§ **YOUR INSTRUCTIONS**:
Write the next part of the forum thread below about getting script-generated text from a web page, picking up after its last line.

§ **SOURCE PASSAGE**:
— Start —

Reputation: 4516
I'm trying to retrieve data from a webpage but I cannot do it by making a web request and parsing the resulting html file because the actual text that I'm trying to retrieve is not in the html file! I imagine that this text is pulled using some script and for that reason it's not in the html file. For all I know I'm looking at the wrong data, but assuming that my theory is correct, is there a straightforward way to retrieve whatever text is displayed by the browser (Firefox or IE) rather than attempt to fetch the text from the html file?
Upvotes: 2
Views: 116
Reputation: 394
Your other option would be to open the web page in a WebBrowser object which should execute the scripts, and then you can get the HtmlDocument object and go from there.
Take a look at this example...
private void test()

— End —

§ **EXTRACTED INFORMATION**:
— Start —

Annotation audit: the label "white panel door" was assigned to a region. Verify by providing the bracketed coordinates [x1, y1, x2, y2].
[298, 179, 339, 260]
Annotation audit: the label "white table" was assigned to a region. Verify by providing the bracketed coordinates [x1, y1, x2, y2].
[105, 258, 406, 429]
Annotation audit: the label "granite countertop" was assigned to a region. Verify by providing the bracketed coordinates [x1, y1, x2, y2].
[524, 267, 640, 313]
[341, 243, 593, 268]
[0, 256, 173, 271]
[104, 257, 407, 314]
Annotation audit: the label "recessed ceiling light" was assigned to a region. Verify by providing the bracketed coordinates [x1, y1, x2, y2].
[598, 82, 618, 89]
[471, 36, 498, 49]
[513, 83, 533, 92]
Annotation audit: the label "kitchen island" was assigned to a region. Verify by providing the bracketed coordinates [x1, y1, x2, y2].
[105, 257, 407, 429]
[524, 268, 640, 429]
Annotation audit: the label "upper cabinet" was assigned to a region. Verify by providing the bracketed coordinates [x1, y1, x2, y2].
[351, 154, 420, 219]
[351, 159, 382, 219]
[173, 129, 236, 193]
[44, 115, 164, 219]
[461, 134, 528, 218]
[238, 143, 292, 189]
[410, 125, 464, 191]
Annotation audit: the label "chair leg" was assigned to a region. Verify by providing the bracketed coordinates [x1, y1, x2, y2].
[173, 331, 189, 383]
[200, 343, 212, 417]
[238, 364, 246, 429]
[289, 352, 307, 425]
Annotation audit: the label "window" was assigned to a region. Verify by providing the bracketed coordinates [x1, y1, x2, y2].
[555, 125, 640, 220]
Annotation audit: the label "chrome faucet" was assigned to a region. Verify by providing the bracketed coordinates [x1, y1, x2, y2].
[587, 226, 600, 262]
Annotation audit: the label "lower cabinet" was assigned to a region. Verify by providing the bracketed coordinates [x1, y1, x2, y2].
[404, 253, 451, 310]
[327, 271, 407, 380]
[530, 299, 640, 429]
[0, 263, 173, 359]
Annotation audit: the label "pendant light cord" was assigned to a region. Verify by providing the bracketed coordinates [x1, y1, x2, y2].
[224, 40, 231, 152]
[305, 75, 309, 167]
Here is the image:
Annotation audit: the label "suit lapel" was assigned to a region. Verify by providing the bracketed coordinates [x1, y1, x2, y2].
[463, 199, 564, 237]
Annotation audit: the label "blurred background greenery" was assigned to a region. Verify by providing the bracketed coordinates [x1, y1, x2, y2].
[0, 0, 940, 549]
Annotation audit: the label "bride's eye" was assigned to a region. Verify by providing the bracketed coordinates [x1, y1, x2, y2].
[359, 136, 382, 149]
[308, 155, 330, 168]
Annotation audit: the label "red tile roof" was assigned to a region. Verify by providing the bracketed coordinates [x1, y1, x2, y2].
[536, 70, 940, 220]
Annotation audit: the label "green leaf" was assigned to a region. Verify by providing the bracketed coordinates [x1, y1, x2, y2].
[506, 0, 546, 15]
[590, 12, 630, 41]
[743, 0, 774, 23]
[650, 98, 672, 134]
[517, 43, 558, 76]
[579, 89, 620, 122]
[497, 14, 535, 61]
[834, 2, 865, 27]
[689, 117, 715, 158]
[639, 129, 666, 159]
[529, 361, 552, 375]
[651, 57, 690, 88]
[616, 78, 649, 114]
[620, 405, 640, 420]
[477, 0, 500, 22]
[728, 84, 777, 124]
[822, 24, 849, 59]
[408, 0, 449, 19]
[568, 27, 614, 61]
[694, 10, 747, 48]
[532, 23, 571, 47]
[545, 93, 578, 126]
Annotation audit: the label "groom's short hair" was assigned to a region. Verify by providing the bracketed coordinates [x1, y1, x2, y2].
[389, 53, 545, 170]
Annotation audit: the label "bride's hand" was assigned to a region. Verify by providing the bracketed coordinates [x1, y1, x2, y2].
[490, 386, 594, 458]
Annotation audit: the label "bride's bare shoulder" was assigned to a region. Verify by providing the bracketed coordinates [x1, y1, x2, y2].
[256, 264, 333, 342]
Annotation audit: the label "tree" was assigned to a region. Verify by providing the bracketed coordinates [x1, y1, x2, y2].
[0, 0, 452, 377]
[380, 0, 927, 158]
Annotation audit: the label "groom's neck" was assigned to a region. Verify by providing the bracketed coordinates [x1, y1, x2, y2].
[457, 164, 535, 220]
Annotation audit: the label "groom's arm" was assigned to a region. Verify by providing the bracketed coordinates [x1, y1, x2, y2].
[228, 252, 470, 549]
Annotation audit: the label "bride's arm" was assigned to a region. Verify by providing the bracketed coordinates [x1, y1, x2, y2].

— End —

§ **TASK RESPONSE**:
{
WebBrowser wBrowser1 = new WebBrowser();
wBrowser1.DocumentCompleted += new WebBrowserDocumentCompletedEventHandler(wBrowser1_DocumentCompleted);
wBrowser1.Url = new Uri("Web Page URL");
}
void wBrowser1_DocumentCompleted(object sender, WebBrowserDocumentCompletedEventArgs e)
{
HtmlDocument document = (sender as WebBrowser).Document;
// get elements and values accordingly.
}
Upvotes: 0
Reputation: 24334
Assuming you are referring to text that has been generated using Javascript in the browser.
You can use PhantomJS to achieve this: http://phantomjs.org/
It is essentially a headless browser that will process Javascript.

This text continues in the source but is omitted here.